#### [Task brief]
Return the data below in full, exactly as it stands.

(Data excerpts)
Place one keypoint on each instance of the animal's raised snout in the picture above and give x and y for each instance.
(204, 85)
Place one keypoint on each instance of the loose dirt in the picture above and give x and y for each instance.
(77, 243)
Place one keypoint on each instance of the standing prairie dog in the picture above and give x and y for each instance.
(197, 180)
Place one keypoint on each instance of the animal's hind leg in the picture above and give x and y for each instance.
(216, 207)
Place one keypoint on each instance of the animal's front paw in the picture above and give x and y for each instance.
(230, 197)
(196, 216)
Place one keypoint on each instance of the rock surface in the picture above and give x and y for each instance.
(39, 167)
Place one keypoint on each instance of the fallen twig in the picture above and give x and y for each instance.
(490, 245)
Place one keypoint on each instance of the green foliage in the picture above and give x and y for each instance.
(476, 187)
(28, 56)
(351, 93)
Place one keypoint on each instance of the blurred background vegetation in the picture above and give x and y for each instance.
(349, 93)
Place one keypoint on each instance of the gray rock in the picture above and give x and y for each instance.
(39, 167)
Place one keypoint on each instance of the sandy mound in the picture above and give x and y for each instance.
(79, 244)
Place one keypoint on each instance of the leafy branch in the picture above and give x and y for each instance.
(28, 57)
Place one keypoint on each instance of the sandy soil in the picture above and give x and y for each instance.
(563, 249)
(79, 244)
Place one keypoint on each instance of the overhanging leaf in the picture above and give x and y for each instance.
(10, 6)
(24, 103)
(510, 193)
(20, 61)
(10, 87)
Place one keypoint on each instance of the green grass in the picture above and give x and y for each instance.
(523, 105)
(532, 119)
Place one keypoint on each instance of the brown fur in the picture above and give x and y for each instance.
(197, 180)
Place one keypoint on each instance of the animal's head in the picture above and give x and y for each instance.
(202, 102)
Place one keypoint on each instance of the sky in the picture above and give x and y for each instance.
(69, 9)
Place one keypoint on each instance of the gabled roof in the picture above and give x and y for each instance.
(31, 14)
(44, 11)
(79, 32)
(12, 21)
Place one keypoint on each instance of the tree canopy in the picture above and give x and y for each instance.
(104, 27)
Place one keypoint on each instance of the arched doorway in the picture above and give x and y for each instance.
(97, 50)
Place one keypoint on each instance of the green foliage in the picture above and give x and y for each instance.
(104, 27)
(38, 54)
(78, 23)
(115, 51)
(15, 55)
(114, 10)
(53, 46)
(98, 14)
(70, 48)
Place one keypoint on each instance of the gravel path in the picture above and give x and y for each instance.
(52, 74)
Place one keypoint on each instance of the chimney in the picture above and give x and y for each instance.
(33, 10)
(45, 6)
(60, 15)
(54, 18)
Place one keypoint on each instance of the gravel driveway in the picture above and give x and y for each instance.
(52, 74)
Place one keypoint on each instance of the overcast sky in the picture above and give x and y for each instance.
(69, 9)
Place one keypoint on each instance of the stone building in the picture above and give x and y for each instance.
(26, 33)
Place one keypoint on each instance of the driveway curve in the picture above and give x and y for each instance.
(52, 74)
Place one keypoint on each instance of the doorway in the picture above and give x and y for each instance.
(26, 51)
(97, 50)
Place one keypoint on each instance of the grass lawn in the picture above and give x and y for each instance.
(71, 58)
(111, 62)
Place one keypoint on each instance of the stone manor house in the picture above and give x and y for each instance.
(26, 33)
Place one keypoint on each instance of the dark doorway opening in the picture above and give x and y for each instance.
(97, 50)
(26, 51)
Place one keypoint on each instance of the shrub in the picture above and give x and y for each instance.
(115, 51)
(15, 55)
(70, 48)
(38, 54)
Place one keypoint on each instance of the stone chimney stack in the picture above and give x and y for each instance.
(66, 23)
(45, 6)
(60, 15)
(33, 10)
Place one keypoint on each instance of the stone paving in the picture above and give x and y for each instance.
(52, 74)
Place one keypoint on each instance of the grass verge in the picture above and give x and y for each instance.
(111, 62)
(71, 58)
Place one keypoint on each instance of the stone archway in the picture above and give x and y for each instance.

#### [Solution]
Place one keypoint on each instance of the animal's raised snout in the picture above and give x and y for each instance.
(204, 85)
Place one keypoint on each instance of the loose dirt in the picture above and give x and y for each instance.
(77, 243)
Place one keypoint on each instance of the standing prairie dog in the picture above and give x and y for each instance.
(197, 180)
Place one keypoint on each instance of the animal's hind leg in the picture above and give x and y for each instance.
(216, 207)
Place one keypoint on each instance of the animal's front paw in the picture above and give x and y for each instance.
(230, 197)
(196, 216)
Place one keypoint on each instance of the rock surface in the picture above and give x and y for each instance.
(39, 167)
Place one keypoint on each instance of the fallen twig in the picture above and give x and y for each instance.
(490, 245)
Place one keypoint on each instance of the green foliage in the picture above and give x and y for each instance.
(476, 187)
(28, 56)
(351, 93)
Place one keypoint on each instance of the blurred background vegetation in the picture above and give x and y for each instance.
(349, 93)
Place one keypoint on each instance of the gray rock in the picture above and give x and y for each instance.
(39, 167)
Place one keypoint on each instance of the sandy mound in the picture above and give x and y for each instance.
(79, 244)
Place one keypoint on each instance of the leafy branch in the picture above and give x and y for each instance.
(28, 57)
Place one keypoint on each instance of the sandy soil in the picture above and give x and y for each instance.
(563, 249)
(79, 244)
Place one keypoint on each instance of the overhanging leaf in the picture above and give x and y for each instance.
(10, 6)
(24, 103)
(510, 193)
(20, 61)
(10, 87)
Place one keypoint on each instance of the green grass in the picture above and give x and y for each instance.
(523, 105)
(532, 119)
Place one keypoint on each instance of the brown fur in the picture above and give x and y for each instance.
(197, 180)
Place one keypoint on each instance of the animal's head in the picture above and give x and y for each instance.
(202, 102)
Place one keypoint on each instance of the sky in the picture above and give x and y for each instance.
(69, 9)
Place one keypoint on each instance of the gabled roof in the picture above and give x and y for each instance.
(31, 14)
(44, 11)
(79, 32)
(12, 21)
Place one keypoint on each instance of the tree canopy in the picture above and give x and y for each instance.
(104, 27)
Place one keypoint on each instance of the arched doorway in the picture above and give x and y for each instance.
(97, 50)
Place one keypoint on each instance of the green foliage in the picture above and give x and y for each instance.
(104, 27)
(38, 54)
(78, 23)
(115, 51)
(15, 55)
(114, 10)
(53, 46)
(98, 14)
(70, 48)
Place one keypoint on each instance of the gravel path in the picture above and give x and y for each instance.
(52, 74)
Place one keypoint on each instance of the chimney in the picture above and give x and y for each instance.
(33, 10)
(45, 6)
(60, 15)
(54, 18)
Place one keypoint on each instance of the gravel driveway in the picture above and give x and y for each instance.
(52, 74)
Place one keypoint on each instance of the overcast sky in the picture above and give x and y for each instance.
(69, 9)
Place one keypoint on each instance of the stone building in the picture above and give x and y for each instance.
(26, 33)
Place one keypoint on each instance of the driveway curve in the picture above and give x and y for each instance.
(52, 74)
Place one keypoint on each instance of the doorway in the picture above and give x and y for each instance.
(26, 51)
(97, 50)
Place one keypoint on each instance of the grass lawn in the picture above and give x and y for each instance.
(71, 58)
(111, 62)
Place one keypoint on each instance of the stone manor house in the picture above and give x and y for each instance.
(26, 33)
Place one keypoint on each instance of the dark doorway opening in the picture above and give x and y for each instance.
(97, 50)
(26, 51)
Place one keypoint on each instance of the shrub in the picture above and give x and y for each instance.
(115, 51)
(15, 55)
(70, 48)
(38, 54)
Place one keypoint on each instance of the stone chimney stack in the picture above and give x and y for each instance.
(66, 23)
(45, 6)
(60, 15)
(33, 10)
Place one keypoint on each instance of the stone paving in the picture above and give x and y for each instance.
(52, 74)
Place one keypoint on each instance of the grass verge in the picture above and give x and y for each instance.
(111, 62)
(71, 58)
Place one keypoint on each instance of the stone archway in the picture above and give x and y for each instance.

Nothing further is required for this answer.